Sai Kumar Dwivedi1, Nikos Athanasiou1, Muhammed Kocabas1,2, Michael J. Black1

1Max Planck Institute for Intelligent Systems, Tuebingen, 2ETH Zurich

ICCV2021

A state-of-the-art approach (purple) fails to estimate accurate 3D pose and shape for in-the-wild scenarios. We address this by exploiting the clothing semantics of the human body. Our approach, DSR, (blue) captures more accurate 3D pose and shape.

Abstract


Learning to regress 3D human body shape and pose (e.g. ~ SMPL parameters) from monocular images typically exploits losses on 2D keypoints, silhouettes, and/or part-segmentation when 3D training data is not available. Such losses, however, are limited because 2D keypoints do not supervise body shape and segmentations of people in clothing do not match projected minimally-clothed SMPL shapes. To exploit richer image information about clothed people, we introduce higher-level semantic information about clothing to penalize clothed and non-clothed regions of the image differently. To do so, we train a body regressor using a novel ‘’Differentiable Semantic Rendering - DSR" loss. For Minimally-Clothed regions, we define the DSR-MC loss, which encourages a tight match between a rendered SMPL body and the minimally-clothed regions of the image. For clothed regions, we define the DSR-C loss to encourage the rendered SMPL body to be inside the clothing mask. To ensure end-to-end differentiable training, we learn a semantic clothing prior for SMPL vertices from thousands of clothed human scans. We perform extensive qualitative and quantitative experiments to evaluate the role of clothing semantics on the accuracy of 3D human body estimation. We outperform all previous state-of-the-art methods on 3DPW and Human3.6M and obtain on par results on MPI-INF-3DHP.

> _PROBLEMS TO WORK ON_
**a)** Summarize the abstract on 3D human body estimation in two sentences.
**b)** Write the next part of the abstract on 3D human body estimation, picking up after its final sentence.

> _PROVIDED INFORMATION_
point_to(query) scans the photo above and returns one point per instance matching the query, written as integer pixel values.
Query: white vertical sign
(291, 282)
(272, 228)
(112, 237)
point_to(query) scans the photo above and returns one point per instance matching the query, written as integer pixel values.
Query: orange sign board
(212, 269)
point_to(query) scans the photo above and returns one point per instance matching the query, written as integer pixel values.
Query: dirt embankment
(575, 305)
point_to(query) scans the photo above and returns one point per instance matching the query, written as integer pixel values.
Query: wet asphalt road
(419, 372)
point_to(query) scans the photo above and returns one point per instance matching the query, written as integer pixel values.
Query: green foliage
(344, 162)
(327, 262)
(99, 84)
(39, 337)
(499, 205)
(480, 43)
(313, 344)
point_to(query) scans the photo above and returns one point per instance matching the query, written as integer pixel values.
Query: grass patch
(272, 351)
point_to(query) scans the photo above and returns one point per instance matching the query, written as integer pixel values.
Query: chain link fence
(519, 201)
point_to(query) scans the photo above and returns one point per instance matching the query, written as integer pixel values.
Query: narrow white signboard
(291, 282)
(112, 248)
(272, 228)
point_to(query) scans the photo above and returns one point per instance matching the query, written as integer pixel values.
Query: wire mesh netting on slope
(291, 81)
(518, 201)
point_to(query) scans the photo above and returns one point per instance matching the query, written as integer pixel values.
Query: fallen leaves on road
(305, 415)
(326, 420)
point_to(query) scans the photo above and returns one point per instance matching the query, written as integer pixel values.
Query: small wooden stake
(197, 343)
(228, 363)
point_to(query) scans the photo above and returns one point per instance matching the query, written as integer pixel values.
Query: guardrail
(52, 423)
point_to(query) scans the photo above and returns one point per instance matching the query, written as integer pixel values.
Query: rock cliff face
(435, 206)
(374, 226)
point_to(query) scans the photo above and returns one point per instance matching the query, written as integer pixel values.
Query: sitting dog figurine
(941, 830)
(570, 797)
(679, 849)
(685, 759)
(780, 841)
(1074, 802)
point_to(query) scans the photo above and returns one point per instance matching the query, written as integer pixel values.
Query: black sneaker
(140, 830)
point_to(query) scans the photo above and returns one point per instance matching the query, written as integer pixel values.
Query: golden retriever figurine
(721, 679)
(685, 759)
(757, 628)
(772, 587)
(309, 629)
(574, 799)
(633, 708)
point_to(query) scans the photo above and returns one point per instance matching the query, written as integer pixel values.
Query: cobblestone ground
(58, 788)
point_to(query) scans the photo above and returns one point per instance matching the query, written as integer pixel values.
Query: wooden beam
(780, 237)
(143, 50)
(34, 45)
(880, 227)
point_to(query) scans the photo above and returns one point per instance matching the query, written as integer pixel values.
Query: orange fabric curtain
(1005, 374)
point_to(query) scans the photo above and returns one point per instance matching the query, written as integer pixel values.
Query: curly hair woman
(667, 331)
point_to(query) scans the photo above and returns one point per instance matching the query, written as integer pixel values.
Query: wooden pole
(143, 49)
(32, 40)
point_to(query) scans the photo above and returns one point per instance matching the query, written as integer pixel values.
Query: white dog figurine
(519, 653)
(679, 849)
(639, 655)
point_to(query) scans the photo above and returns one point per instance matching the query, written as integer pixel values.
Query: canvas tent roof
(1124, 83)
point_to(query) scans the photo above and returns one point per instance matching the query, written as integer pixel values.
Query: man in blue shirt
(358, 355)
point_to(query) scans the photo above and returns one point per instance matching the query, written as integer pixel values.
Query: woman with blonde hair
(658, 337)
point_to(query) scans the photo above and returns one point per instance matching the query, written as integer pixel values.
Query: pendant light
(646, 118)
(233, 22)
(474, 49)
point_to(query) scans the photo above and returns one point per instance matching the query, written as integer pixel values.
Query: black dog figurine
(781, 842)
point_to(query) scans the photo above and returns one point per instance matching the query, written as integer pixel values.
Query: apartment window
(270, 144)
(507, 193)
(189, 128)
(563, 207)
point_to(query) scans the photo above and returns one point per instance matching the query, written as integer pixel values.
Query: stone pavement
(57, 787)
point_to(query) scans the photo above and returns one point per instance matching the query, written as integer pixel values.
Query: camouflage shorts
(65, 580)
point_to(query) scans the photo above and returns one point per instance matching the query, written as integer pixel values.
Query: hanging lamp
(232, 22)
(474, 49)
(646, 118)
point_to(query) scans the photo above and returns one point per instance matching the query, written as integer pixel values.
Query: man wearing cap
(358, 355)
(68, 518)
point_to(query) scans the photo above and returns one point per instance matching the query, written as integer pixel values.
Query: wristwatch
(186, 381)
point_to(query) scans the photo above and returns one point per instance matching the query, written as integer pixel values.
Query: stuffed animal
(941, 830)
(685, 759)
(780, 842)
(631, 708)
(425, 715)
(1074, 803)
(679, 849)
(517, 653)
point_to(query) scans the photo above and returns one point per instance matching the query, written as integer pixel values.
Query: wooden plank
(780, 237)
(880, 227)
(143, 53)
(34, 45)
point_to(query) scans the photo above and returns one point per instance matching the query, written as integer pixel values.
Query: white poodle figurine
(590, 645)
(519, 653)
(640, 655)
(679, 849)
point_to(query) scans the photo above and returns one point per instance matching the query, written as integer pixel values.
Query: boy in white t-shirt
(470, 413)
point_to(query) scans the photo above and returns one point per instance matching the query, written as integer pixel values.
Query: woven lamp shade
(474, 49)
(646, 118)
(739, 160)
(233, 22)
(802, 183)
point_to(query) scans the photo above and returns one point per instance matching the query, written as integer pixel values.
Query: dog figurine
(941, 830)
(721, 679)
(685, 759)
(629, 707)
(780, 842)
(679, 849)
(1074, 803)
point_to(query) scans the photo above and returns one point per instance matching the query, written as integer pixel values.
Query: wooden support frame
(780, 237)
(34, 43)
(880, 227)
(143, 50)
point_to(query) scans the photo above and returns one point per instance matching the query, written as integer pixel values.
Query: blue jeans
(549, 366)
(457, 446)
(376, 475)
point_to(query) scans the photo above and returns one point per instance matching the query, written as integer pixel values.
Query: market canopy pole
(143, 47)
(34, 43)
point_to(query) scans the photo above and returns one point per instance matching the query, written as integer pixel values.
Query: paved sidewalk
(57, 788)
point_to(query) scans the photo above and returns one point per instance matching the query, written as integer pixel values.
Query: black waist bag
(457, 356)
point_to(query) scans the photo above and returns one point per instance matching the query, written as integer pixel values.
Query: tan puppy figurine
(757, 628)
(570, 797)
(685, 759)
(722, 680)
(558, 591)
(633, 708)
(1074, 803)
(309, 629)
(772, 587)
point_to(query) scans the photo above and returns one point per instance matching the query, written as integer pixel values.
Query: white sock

> _WRITTEN ANSWERS_
**a)** Losses on 2D keypoints and segmentations are limited because they do not supervise body shape and do not match clothed people. To address this, a body regressor is trained with a Differentiable Semantic Rendering (DSR) loss that penalizes clothed and minimally-clothed image regions differently, using a semantic clothing prior learned from thousands of clothed human scans, and it outperforms all previous state-of-the-art methods on 3DPW and Human3.6M while obtaining on par results on MPI-INF-3DHP.

**b)**
Method


 

Method: For more accurate human body estimation, we supervise 3D body regression training with clothed and minimal-clothed regions differently using our novel DSR loss and the semantic prior. The semantic prior represents a distribution over possible clothing labels for each vertex. 

 

Results


Qualitative Results: The mesh in purple is from EFT and one in blue is our DSR method. Our method accurately estimates the 3D human shape and pose and out-performs state-of-the art method in case of loose clothing.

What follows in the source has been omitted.